(Instruction)
Omit the pictures and output every entry below exactly as written.

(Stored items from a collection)
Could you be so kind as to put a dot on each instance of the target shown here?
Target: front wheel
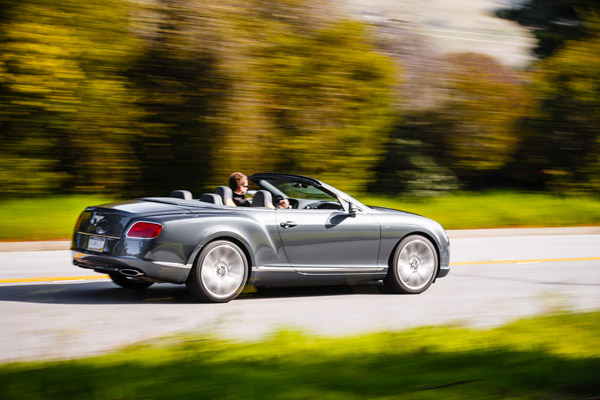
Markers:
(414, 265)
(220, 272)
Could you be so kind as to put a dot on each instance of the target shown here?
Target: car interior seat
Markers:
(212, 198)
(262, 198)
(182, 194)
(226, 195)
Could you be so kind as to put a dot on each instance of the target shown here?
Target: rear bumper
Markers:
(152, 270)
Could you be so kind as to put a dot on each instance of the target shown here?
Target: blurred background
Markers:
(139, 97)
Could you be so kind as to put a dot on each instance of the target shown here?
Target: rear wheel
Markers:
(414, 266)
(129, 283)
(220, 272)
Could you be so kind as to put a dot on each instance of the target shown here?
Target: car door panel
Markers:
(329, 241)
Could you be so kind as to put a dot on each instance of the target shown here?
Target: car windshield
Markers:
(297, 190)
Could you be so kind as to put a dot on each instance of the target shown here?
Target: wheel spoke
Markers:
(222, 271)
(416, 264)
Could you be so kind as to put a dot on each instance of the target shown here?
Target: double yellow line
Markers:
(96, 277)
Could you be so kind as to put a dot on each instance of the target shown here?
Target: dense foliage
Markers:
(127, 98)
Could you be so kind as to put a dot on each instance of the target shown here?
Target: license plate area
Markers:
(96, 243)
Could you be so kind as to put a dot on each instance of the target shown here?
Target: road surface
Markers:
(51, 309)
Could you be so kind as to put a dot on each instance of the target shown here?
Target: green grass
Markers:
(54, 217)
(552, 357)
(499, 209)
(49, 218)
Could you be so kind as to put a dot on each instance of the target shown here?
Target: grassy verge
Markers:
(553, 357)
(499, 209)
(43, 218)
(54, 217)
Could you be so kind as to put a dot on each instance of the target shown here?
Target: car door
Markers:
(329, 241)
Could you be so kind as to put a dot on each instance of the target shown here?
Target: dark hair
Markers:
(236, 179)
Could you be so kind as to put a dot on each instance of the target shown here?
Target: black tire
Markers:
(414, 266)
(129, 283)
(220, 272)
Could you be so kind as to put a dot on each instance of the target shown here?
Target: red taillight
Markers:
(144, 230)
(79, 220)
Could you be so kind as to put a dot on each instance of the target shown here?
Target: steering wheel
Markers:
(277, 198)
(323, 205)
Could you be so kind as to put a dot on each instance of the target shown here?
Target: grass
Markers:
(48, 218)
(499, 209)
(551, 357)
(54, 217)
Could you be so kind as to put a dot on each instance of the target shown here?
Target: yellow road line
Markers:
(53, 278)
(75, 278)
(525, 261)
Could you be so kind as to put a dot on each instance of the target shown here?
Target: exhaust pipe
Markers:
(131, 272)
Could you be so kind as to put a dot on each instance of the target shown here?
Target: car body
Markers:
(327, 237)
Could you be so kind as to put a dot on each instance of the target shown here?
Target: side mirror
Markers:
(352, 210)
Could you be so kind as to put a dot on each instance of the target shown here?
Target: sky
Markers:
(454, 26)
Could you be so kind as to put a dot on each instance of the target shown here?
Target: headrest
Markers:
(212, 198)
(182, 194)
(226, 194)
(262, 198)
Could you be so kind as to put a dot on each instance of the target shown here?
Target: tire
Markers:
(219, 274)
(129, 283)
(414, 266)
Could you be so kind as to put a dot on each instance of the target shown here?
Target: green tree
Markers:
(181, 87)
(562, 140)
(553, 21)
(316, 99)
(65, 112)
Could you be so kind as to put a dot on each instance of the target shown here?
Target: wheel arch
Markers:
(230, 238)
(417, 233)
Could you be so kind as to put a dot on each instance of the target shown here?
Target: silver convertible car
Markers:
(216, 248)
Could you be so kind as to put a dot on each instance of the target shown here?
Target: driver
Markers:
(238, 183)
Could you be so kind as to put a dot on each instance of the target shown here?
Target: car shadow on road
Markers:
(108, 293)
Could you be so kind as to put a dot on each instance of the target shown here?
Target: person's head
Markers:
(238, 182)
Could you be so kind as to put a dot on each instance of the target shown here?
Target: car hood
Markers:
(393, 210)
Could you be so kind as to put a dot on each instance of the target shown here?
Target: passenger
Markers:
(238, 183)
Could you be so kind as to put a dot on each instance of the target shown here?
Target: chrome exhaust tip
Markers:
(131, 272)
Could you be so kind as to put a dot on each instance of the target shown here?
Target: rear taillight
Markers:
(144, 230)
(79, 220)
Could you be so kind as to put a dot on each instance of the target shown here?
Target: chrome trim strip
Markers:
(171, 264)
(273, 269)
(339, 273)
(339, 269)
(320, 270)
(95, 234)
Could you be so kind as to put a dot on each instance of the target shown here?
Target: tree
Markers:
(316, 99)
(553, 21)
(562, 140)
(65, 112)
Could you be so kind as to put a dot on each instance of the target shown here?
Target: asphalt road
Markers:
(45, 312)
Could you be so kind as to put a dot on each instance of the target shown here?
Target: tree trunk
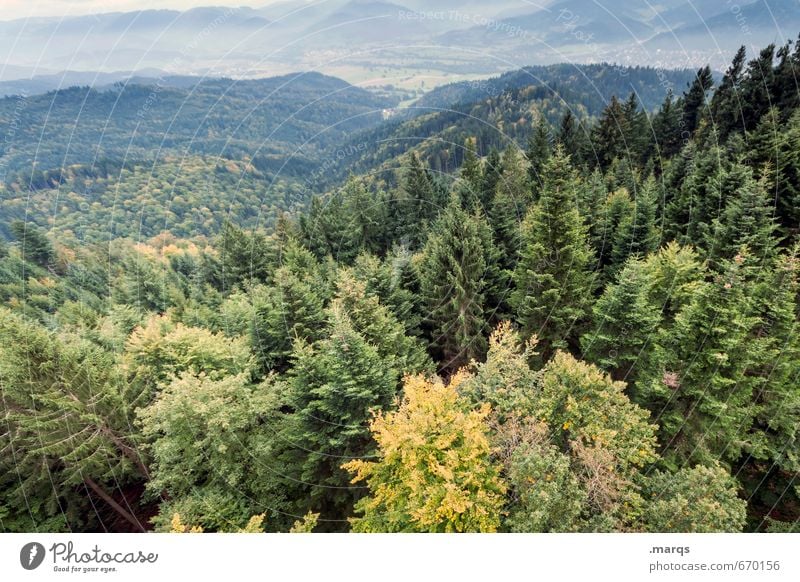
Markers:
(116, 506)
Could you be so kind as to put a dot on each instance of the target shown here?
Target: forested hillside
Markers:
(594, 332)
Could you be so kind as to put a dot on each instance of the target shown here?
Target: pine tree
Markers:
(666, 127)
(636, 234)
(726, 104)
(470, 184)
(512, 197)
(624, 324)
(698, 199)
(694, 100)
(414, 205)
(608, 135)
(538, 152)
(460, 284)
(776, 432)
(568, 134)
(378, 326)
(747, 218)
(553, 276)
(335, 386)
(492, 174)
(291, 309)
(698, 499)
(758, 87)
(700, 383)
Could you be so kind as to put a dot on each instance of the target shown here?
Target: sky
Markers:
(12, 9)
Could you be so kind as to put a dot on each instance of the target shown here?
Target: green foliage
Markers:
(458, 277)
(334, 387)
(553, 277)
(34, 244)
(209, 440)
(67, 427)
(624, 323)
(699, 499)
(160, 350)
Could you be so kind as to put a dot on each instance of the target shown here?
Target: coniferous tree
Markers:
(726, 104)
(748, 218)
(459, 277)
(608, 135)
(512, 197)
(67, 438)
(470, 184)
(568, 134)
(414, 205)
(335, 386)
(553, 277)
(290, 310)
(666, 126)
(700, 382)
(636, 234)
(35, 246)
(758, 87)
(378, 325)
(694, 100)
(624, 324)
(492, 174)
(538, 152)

(Output for this task)
Could you be so kind as to put a dot on each instance of the target shown here?
Target: front wheel
Markers:
(414, 265)
(220, 272)
Could you be so kind as to put a dot on each instance of the target shown here?
Target: car interior seat
Markers:
(212, 198)
(262, 198)
(182, 194)
(226, 195)
Could you be so kind as to put a dot on each instance of the target shown here?
Target: rear bumper
Markers:
(152, 270)
Could you be so kind as to put a dot on each instance of the target shown here?
Target: blurred background
Markers:
(139, 97)
Could you be so kind as to put a dot on each instance of the target shown here?
Target: rear wheel
Markers:
(414, 266)
(129, 283)
(220, 272)
Could you be so kind as to put a dot on each instance of the target shown here?
Target: car door panel
Markers:
(329, 241)
Could you be so kind as to put a dot on each instance of the target shown here?
Target: car windshield
Markers:
(297, 190)
Could you be so kind as to put a dot on each instance of the target shown here?
Target: wheel spoke
Markers:
(222, 271)
(416, 264)
Could you be so kind as to put a dot on each instance of the target shown here?
Target: double yellow line
Markers:
(96, 277)
Could you be so kind as to put a dot on each instance of the target shown here?
Target: dense foliage
Markers:
(127, 98)
Could you be so kind as to put a dot on each instance of the target shown here?
Target: license plate area
Markers:
(96, 243)
Could you be so kind as to put a dot on each instance of the target shown here?
Target: road surface
Markers:
(51, 309)
Could you be so kind as to put a dot on each instance of the target shown here?
Target: green grass
Markers:
(54, 217)
(552, 357)
(499, 209)
(49, 218)
Could you be so kind as to put a dot on each instance of the target shown here?
Target: grassy verge
Markers:
(553, 357)
(499, 209)
(43, 218)
(54, 217)
Could you be so kind as to put a dot on each instance of the target shown here?
Target: car door
Markers:
(329, 241)
Could you be so kind as to put a dot on each instance of the target shown here?
Target: dark hair
Markers:
(236, 179)
Could you be so kind as to put a dot on each instance of the target shown here?
Target: black tire
Markers:
(414, 266)
(129, 283)
(220, 272)
Could you be so kind as to put a dot on each instance of the target shown here?
Target: red taillight
Markers:
(144, 230)
(79, 220)
Could you be so kind as to put a dot on each instance of the target shown here?
Target: steering wheel
Markers:
(277, 198)
(323, 205)
Could you be so kind as to put a dot on each instance of the target shown here?
Target: grass
Markers:
(48, 218)
(499, 209)
(551, 357)
(54, 217)
Could you be so kind as to put a dot on each instance of the target shown here?
Target: yellow road line
Markers:
(53, 278)
(75, 278)
(525, 261)
Could you be so kind as to put a dot on each instance of the target shown here?
Target: exhaust pipe
Markers:
(131, 272)
Could you be so kind as to put a dot on each instance of the target shown here?
Target: car body
Markers:
(327, 237)
Could you be so kind as to put a dot on each instance of the target shown here?
Target: side mirror
Markers:
(352, 210)
Could you be so kind as to put a dot on each instance of the target shown here?
Target: sky
Markers:
(454, 26)
Could you be so kind as to put a dot on each instance of the target shown here?
Target: headrest
Markers:
(212, 198)
(182, 194)
(226, 194)
(262, 198)
Could you be so kind as to put a dot on each instance of the target shown here?
Target: tire
Markers:
(219, 274)
(129, 283)
(414, 266)
Could you be so kind as to put a dot on each instance of the target shown here?
Target: green tree
Markers:
(181, 87)
(562, 140)
(553, 21)
(316, 99)
(65, 112)
Could you be so kind as to put a dot on each instance of the target shown here?
Target: wheel arch
Markers:
(230, 238)
(417, 233)
Could you be so kind as to put a dot on each instance of the target shown here?
Target: silver convertible car
Markers:
(216, 248)
Could you be so kind as to put a dot on each instance of the target shown here?
Target: driver
Markers:
(238, 183)
Could you be so kind as to put a dot on each instance of the target shown here?
Target: car shadow on road
Markers:
(108, 293)
Could you be so kind as to put a dot on each instance of the target shown here?
Target: person's head
Markers:
(238, 182)
Could you be so kind as to put a dot on each instance of the target shown here?
Target: car hood
Markers:
(393, 210)
Could you be so kind as to put a dot on each instance of the target shown here?
Target: passenger
Markers:
(238, 183)
Could you be so kind as to put a dot on each instance of the target shown here?
Target: chrome exhaust tip
Markers:
(131, 272)
Could you be so kind as to put a dot on each instance of the target shown here?
Target: rear taillight
Markers:
(144, 230)
(79, 220)
Could you be so kind as to put a dot on each instance of the target shown here?
Target: chrome trim strip
Markers:
(171, 264)
(273, 269)
(339, 273)
(339, 269)
(320, 270)
(95, 234)
Could you be so kind as to put a dot on each instance of the target shown here?
Target: tree
Markers:
(316, 99)
(553, 21)
(562, 140)
(65, 112)
Could you be so kind as to put a dot on each instance of the target shown here?
Target: asphalt road
Markers:
(45, 312)
Could you be so kind as to put a dot on each instance of the target shown here?
Target: tree trunk
Markers:
(116, 506)
Could you be so kind as to put a dot on each instance of the target shown here?
Target: forested hillside
Markers:
(594, 332)
Could you be so kind as to put a dot on each instance of the target shown here?
Target: pine tree
Markers:
(666, 127)
(636, 234)
(726, 104)
(470, 184)
(512, 197)
(624, 324)
(698, 199)
(694, 100)
(414, 205)
(608, 135)
(538, 152)
(460, 284)
(776, 432)
(568, 134)
(378, 326)
(747, 218)
(553, 276)
(335, 386)
(492, 174)
(291, 309)
(698, 499)
(758, 87)
(700, 383)
Could you be so kind as to put a dot on each instance of the target shown here?
Target: sky
Markers:
(12, 9)
Could you be so kind as to put a dot on each instance of the target shown here?
Target: green foliage
Markers:
(458, 277)
(334, 387)
(553, 277)
(34, 244)
(209, 440)
(67, 427)
(624, 323)
(699, 499)
(160, 350)
Could you be so kind as to put a dot on each instance of the target shown here?
Target: coniferous tree
Markers:
(726, 104)
(748, 218)
(459, 277)
(608, 135)
(512, 197)
(67, 438)
(470, 184)
(568, 134)
(414, 205)
(335, 386)
(553, 277)
(290, 310)
(666, 126)
(700, 382)
(636, 234)
(35, 246)
(758, 87)
(378, 325)
(694, 100)
(624, 324)
(492, 174)
(538, 152)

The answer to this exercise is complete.